Problem set:
1. From the thread on reordering GROUP BY columns, write out the stretch from "You know that, so" through "columns are independent." word for word.
2. In the thread on reordering GROUP BY columns, take a column with 1M distinct values where one value covers 99% of the rows, and another with 100k evenly spread distinct values. Which one does the writer think would be more efficient to put first?

[start Provided text]

But sort also does not reorder columns.

Imagine you have a custom data type that is expensive for comparisons.
You know that, so you place it at the end of GROUP BY clauses, to reduce
the number of comparisons on that field. And then we come along and just
reorder the columns, placing it first, because it happens to have a high
ndistinct statistic. And there's no way to get the original behavior :-(

>> Also, simply sorting the columns by their ndistinct estimate is
>> somewhat naive, because it assumes the columns are independent.
>> Imagine for example a table with three columns:
>> So clearly, when evaluating GROUP BY a,b,c it'd be more efficient to
>> use "(a,c,b)" than "(a,b,c)" but there is no way to decide this merely
>> using per-column ndistinct values. Luckily, we now have ndistinct
>> multi-column coefficients which could be used to decide this I believe
>> (but I haven't tried).
> Agree, but I don't know how to use it here. Except, may be:
> 1) first column - the column with bigger estimated number of groups
> 2) second column - the pair of (first, second) with bigger estimated
> number of groups
> 3) third column - the triple of (first, second, third) with bigger ...
>
> But seems even with that algorithm, ISTM, it could be implemented in
> cheaper manner.
>

Maybe. I do have some ideas, although I haven't tried implementing it.

If there's no extended statistic on the columns, you can do the current
thing (assuming independence etc.). There's not much we can do here.

If there's an extended statistic, you can do either a greedy search (get
the next column with the highest ndistinct coefficient) or exhaustive
search (computing the estimated number of comparisons).

Another challenge is that using only the ndistinct coefficient assumes
uniform distribution of the values. But you can have a column with 1M
distinct values, where a single value represents 99% of the rows. And
another column with 100k distinct values, with actual uniform
distribution. I'm pretty sure it'd be more efficient to place the 100k
column first.

>
>> The real issue however is that this decision can't be made entirely
>> locally. Consider for example this:
>>
>>      explain select a,b,c, count(*) from t group by a,b,c order by c,b,a;
>>
>> Which is clearly cheaper (at least according to the optimizer) than
>> doing two separate sorts. So the optimization actually does the wrong
>> thing here, and it needs to somehow consider the other ordering
>> requirements (in this case ORDER BY) - either by generating multiple
>> paths with different orderings or some heuristics.
> Hm, thank you. I consider it is a bug of my implementation - basic idea
> was that we try to match already existing or needed order and only if we
> fail or have unmatched tail of pathkey list than we will try to find
> cheapest column order.

[end Provided text]
[start Extracted records]

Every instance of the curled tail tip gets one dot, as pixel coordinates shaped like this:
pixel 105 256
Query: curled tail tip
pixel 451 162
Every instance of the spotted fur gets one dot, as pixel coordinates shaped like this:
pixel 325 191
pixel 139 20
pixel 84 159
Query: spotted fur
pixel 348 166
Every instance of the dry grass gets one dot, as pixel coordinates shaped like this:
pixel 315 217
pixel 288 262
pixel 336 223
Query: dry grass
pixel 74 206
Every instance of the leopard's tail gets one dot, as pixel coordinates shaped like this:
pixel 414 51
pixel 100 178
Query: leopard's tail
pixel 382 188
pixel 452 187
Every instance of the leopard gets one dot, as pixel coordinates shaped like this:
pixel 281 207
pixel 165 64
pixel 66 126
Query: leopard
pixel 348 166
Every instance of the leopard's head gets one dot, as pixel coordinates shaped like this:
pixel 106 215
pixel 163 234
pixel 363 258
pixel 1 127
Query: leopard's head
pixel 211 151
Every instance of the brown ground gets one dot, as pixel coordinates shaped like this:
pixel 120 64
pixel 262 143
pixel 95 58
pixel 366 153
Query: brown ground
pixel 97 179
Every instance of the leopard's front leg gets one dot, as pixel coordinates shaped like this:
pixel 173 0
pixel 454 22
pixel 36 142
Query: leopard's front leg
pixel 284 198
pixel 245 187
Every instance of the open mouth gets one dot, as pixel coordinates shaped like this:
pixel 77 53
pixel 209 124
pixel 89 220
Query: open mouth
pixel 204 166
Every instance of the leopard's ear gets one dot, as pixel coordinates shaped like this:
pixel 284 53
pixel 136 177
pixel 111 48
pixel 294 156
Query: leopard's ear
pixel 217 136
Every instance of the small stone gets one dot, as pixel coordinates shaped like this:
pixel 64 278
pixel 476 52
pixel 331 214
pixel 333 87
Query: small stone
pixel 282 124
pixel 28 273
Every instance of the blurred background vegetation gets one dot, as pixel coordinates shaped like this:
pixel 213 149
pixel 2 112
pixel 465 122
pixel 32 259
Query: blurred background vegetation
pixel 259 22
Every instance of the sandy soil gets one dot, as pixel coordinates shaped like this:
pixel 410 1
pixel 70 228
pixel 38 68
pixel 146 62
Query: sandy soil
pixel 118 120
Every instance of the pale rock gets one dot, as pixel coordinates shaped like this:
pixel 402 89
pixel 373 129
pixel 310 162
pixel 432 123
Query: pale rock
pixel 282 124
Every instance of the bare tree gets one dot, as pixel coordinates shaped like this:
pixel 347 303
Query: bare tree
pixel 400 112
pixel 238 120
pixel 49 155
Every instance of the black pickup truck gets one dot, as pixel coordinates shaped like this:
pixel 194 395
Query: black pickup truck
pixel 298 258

[end Extracted records]

Worked solutions:
1.
You know that, so you place it at the end of GROUP BY clauses, to reduce
the number of comparisons on that field. And then we come along and just
reorder the columns, placing it first, because it happens to have a high
ndistinct statistic. And there's no way to get the original behavior :-(

>> Also, simply sorting the columns by their ndistinct estimate is
>> somewhat naive, because it assumes the columns are independent.

2. The column with 100k evenly spread distinct values.